### SHORT EXERCISE
Copy the records from the line containing "Task: annotate every instance of the guardrail" through the line containing "Query: road barrier wall", replacing every "annotate" with "mark" and leaving everything else unchanged.

============================================================

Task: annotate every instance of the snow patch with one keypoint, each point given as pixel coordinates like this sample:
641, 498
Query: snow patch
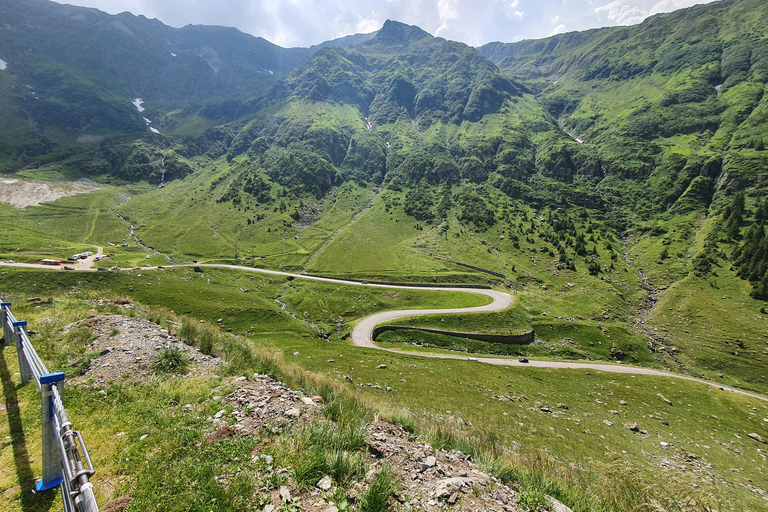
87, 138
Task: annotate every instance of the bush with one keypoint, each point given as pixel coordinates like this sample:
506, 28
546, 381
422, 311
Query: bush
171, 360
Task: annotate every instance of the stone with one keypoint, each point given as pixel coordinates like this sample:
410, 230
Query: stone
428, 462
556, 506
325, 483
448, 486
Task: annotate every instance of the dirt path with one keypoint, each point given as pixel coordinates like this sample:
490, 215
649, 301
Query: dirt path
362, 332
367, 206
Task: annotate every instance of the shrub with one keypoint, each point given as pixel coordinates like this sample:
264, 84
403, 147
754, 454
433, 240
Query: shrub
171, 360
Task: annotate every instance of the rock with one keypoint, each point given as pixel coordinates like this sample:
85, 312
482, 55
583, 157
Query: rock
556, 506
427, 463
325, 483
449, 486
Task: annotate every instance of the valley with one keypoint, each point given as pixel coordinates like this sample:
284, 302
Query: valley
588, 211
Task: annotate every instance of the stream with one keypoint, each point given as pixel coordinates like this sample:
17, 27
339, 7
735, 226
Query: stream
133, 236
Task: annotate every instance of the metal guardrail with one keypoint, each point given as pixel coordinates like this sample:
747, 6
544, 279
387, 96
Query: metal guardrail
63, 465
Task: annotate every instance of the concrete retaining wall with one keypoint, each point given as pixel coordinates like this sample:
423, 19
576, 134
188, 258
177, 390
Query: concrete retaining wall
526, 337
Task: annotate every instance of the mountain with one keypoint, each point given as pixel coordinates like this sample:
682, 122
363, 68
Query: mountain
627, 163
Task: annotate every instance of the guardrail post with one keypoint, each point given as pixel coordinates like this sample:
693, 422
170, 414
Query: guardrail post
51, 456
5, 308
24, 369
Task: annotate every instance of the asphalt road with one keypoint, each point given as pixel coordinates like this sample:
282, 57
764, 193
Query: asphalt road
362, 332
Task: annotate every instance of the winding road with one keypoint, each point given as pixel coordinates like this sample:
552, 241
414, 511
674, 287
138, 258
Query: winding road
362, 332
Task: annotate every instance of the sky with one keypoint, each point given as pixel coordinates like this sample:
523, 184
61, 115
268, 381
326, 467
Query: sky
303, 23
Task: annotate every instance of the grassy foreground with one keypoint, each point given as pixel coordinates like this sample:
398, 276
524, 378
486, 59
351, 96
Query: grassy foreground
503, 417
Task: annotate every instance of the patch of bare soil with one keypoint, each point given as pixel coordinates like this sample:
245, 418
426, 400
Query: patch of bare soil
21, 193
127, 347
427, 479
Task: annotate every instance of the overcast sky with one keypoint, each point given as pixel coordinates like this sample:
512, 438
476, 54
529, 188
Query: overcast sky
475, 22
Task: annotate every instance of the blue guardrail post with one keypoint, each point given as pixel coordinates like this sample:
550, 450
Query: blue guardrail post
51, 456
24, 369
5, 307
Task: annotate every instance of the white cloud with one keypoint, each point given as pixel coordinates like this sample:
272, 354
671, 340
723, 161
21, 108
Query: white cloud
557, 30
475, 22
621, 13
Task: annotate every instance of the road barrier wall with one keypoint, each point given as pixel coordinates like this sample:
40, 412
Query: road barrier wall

============================================================

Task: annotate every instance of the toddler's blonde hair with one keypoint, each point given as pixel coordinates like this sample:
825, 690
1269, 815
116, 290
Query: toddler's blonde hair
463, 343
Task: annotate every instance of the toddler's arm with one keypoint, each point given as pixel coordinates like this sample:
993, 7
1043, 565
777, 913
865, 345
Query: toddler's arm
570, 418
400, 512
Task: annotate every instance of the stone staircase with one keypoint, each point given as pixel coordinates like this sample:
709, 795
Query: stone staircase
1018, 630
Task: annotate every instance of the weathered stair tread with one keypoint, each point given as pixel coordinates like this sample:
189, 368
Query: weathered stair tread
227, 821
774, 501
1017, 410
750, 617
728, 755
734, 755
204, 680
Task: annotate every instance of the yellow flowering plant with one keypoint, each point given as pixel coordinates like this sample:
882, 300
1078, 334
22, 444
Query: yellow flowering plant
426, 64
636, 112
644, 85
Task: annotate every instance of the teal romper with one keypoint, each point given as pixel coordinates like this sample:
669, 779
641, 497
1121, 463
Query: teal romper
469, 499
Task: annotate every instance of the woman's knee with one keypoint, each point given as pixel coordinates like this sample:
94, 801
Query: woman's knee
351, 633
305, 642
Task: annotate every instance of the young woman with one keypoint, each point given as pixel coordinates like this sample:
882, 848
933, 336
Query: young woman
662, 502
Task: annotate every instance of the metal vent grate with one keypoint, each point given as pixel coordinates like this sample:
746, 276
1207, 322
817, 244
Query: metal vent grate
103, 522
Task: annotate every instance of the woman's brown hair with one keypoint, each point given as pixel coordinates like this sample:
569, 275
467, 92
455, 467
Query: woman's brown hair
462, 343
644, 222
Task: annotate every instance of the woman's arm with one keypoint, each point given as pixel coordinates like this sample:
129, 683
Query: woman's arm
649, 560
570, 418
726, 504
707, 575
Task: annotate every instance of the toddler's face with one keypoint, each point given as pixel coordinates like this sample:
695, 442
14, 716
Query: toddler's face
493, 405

============================================================

### THE RESULT
Task: mark every instance of the guardrail post with one keypoint, each point given as pixel coordinates like this sample:
693, 422
170, 414
Query: guardrail post
51, 456
5, 308
24, 369
Task: mark every instance of the asphalt road with one keypoint, each point given as pixel coordinates like this sample:
282, 57
764, 193
Query: asphalt road
362, 332
Task: mark every instance of the winding road with one keypoint, each point given as pixel coordinates like this sample:
552, 241
414, 511
674, 287
138, 258
Query: winding road
362, 332
Task: mark every instance of the sky with one keypoint, each point given as pixel coordinates like this sample:
523, 184
61, 115
268, 381
326, 467
Query: sky
303, 23
Task: mark every instance of the grassy foreground with one keypoint, each point given as pixel coordinates like this sample:
398, 276
524, 378
486, 59
351, 96
Query: grassy foreground
503, 417
Task: mark every instance of the patch of bare soil with one keypoint, each point given as pixel coordinates like this sample:
245, 418
426, 400
Query: patch of bare soil
21, 193
127, 347
427, 479
Task: mark every instance of the overcast sky with one keypoint, each point given as pixel coordinates like this sample:
512, 438
476, 54
529, 188
Query: overcast sky
475, 22
Task: mark every instance of the blue guardrail post with one keypoint, each point given as pixel coordinates like this sample:
550, 450
Query: blue guardrail post
51, 456
24, 369
5, 307
Task: mark every instance of the white cloud with one keypoint, each point given as pixel coordinates like this sample:
272, 354
671, 340
723, 161
21, 108
Query: white cloud
557, 30
475, 22
621, 13
Task: mark every instance of the road barrier wall with one keypoint, each point given as pixel coordinates like this sample:
40, 412
Query: road barrier wall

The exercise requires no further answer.